▸ **TASK TO COMPLETE**
Please quote exactly the opening lines of the data, from the first line to the one where "-- select a point on the road" appears.

===

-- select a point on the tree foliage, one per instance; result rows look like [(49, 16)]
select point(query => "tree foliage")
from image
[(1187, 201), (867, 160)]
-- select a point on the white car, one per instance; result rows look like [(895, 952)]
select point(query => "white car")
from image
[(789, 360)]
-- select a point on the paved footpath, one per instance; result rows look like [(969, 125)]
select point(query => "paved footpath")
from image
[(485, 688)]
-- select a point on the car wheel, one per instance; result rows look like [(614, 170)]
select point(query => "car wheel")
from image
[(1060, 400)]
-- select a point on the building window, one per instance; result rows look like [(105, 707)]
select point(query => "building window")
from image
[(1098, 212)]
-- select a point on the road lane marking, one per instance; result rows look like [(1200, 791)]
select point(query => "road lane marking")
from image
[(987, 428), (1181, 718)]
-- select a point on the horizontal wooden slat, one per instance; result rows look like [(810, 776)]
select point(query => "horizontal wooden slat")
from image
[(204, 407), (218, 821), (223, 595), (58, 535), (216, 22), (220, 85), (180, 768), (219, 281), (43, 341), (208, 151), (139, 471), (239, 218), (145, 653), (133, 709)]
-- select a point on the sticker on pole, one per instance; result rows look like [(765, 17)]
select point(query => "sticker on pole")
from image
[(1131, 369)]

===

▸ **YOUR SOLUTION**
-- select a point on the tree foliage, one per instance; result rows look like [(49, 16)]
select point(query => "tree foliage")
from image
[(1187, 201), (867, 160)]
-- select a point on the white car, one per instance; result rows look like [(895, 952)]
select point(query => "white car")
from image
[(789, 360)]
-- select a point on the paved footpath, one per instance; result rows look like [(969, 125)]
select point(query => "paved footpath")
from image
[(485, 688)]
-- select a point on the car wheel, one per instance; result rows look like [(614, 170)]
select point(query => "car wheel")
from image
[(1060, 400)]
-- select a point on the building window, one per instance; result rows look like [(105, 707)]
select point(query => "building window")
from image
[(1098, 212)]
-- select a point on the road lane marking, one per instance; result rows look like [(1200, 791)]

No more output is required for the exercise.